◆ Instrução a: Localize nas entradas todas as linhas que contêm a palavra "player" e copie cada uma delas.

◆ Texto da página:
★ ★ ★ ★ ★

Convêm particularizar as urnas funerárias como artefato, posto que as variações morfológicas ou decorativas podem apontar alguns aspectos de caráter sócio-histórico locais ou regionais. Elas apresentam sempre um tratamento de superfície alisado e bordas simples. Em alguns casos colocaram uma incisão em torno da abertura (como em São Desidério, oeste baiano) ou uma faixa corrugada, também circundando a boca, como acontece em Água Vermelha e na maior parte dos sítios Aratu do litoral sul do estado da Bahia. Esta faixa corrugada espatulada, com forma de telhado ou de “casco de tatu”, como foi identificada por alguns membros da comunidade de Água Vermelha, não é o tradicional resultado do tratamento dos próprios roletes de confecção do vasilhame, mas da aplicação de outros, sobre a superfície, em que foram pressionados para formar as ondulações rítmicas, características desta decoração. Os opérculos que acompanham as urnas também são de forma bastante padronizada, complementando-se nesse sentido, com o receptáculo funerário. Pode-se afirmar que, salvo esses elementos distintivos, as urnas, assim como o conteúdo delas, formam um padrão de sepultamento muito estável ao longo do tempo e do território da Bahia. Nos sítios, as urnas distribuem-se agrupadas ou isoladas, sempre fora das manchas escuras do solo, identificadas com resultado da decomposição das palhoças.

Por outro lado, os fragmentos de recipientes cerâmicos encontrados em superfície, isto é, que não foram propositalmente enterrados como as urnas, podem ser considerados restos dos equipamentos utilizados em tarefas domésticas de processamento e serviço de alimentos, ainda que muitos deles, eventualmente, possam ter servido também para fins ritualísticos. São partes de vasilhames que tinham formas simples, semiesféricas ou conoidais, com boa cocção, paredes bem alisadas e muitas delas, como no caso de Água Vermelha, com um tratamento à base de grafite. De fato, neste caso, um alto percentual de fragmentos apresentava, sobretudo na parte interna, uma fina película de grafite que, aparentemente, foi aplicada por fricção, depois da queima. O grafitado pode ser explicado como um recurso visual, que poderia chegar a ter outras conotações, como as ritualísticas, por exemplo, mas também pela sua funcionalidade, já que ele permite uma maior vedação da porosidade da matéria cerâmica. Os opérculos das urnas também foram revestidos internamente com grafite. Além deste tratamento de superfície, seja em Água Vermelha como no litoral sul da Bahia, houve a aplicação de algumas técnicas decorativas como o corrugado em faixas (simples ou espatulado), o roletado ou acordelado, ungulado e inciso com vários motivos.

★ ★ ★ ★ ★

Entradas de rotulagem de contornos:
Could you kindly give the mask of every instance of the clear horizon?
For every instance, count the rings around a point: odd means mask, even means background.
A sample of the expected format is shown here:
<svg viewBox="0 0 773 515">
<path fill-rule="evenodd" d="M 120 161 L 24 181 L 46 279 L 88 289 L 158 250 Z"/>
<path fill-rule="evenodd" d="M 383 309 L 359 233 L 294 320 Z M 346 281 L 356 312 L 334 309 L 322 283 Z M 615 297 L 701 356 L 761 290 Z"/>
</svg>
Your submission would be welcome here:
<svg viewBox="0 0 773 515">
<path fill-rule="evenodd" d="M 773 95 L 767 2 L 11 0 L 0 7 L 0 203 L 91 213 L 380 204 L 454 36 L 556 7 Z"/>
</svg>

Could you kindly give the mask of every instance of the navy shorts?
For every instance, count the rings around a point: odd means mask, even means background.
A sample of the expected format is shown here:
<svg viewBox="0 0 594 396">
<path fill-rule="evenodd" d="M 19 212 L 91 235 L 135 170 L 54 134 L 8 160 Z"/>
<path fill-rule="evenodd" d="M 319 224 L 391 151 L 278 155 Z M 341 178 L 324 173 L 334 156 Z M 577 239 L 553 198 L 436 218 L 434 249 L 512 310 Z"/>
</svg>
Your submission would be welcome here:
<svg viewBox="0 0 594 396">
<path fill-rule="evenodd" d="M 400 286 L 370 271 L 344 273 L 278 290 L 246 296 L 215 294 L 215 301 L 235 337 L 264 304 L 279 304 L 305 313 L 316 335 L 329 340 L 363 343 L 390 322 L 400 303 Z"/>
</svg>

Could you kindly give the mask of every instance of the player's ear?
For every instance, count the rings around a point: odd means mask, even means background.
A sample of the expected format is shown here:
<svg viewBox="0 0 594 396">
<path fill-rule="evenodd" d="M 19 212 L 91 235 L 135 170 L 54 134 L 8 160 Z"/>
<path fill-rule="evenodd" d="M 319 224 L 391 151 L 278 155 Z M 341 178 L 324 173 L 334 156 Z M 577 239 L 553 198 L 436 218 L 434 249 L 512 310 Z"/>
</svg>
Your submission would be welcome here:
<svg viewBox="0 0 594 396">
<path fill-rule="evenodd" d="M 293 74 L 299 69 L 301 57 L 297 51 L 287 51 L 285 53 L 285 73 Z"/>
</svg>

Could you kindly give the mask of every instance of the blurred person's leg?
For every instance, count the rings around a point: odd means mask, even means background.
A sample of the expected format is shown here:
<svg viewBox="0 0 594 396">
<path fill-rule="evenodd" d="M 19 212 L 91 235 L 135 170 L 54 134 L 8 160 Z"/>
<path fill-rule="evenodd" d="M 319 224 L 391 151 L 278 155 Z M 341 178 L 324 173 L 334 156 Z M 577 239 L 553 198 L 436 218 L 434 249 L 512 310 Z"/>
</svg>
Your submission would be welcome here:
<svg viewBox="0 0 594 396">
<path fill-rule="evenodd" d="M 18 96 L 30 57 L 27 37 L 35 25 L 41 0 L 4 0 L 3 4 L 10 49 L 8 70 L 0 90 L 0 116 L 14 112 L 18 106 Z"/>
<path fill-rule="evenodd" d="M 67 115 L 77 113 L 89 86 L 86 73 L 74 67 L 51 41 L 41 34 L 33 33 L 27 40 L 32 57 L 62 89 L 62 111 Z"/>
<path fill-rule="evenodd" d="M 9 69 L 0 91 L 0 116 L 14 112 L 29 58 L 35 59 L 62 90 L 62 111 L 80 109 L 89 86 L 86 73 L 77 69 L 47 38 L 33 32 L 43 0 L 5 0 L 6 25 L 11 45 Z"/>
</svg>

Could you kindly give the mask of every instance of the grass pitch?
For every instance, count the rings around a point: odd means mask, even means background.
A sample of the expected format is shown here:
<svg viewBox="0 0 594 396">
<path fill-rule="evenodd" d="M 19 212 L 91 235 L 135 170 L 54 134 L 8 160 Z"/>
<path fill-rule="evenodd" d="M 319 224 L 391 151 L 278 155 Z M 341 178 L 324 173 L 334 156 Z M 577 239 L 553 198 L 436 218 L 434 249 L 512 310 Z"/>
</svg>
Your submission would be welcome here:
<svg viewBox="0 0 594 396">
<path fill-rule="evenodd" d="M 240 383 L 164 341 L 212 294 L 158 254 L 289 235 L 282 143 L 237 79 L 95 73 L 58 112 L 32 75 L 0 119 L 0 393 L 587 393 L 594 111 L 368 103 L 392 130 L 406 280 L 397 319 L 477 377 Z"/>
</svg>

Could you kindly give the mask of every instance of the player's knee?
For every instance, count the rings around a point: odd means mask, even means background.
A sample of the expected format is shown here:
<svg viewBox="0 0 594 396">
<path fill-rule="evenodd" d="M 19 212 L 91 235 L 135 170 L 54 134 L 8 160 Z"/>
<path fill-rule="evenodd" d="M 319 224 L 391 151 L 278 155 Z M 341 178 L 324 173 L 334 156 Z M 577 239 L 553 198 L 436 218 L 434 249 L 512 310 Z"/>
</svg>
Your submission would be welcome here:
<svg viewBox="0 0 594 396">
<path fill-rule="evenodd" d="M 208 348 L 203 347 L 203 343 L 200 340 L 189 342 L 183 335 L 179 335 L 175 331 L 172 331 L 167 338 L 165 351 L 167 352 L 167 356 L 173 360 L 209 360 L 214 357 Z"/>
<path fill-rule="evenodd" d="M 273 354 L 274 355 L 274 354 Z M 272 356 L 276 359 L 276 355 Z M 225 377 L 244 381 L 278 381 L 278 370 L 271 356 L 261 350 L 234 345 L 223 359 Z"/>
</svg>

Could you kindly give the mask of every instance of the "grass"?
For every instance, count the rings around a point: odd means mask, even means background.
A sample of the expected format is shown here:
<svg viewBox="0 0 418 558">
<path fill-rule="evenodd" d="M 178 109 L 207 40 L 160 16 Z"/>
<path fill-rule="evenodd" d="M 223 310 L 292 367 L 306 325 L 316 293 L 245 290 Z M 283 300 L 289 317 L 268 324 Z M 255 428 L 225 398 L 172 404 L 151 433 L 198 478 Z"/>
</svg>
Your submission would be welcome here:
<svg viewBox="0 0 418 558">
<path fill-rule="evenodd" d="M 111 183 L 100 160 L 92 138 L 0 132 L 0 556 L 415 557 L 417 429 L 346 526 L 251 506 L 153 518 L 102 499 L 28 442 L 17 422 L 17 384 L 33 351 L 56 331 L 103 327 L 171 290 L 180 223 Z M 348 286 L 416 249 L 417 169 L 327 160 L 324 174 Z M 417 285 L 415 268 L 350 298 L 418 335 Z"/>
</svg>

★ ★ ★ ★ ★

◆ Instrução b:
Com base no texto sobre a cerâmica funerária e doméstica acima, responda:
(i) Em São Desidério, o que foi colocado em torno da abertura das urnas?
(ii) Como a fina película de grafite foi aparentemente aplicada aos fragmentos?
(iii) Em relação às manchas escuras do solo, onde se distribuem as urnas nos sítios?

◆ Resposta escrita a:
Could you kindly give the mask of every instance of the player's ear?
Could you kindly give the mask of every instance of the player's knee?

◆ Resposta escrita b:
(i) Uma incisão.
(ii) Por fricção, depois da queima.
(iii) Sempre fora delas.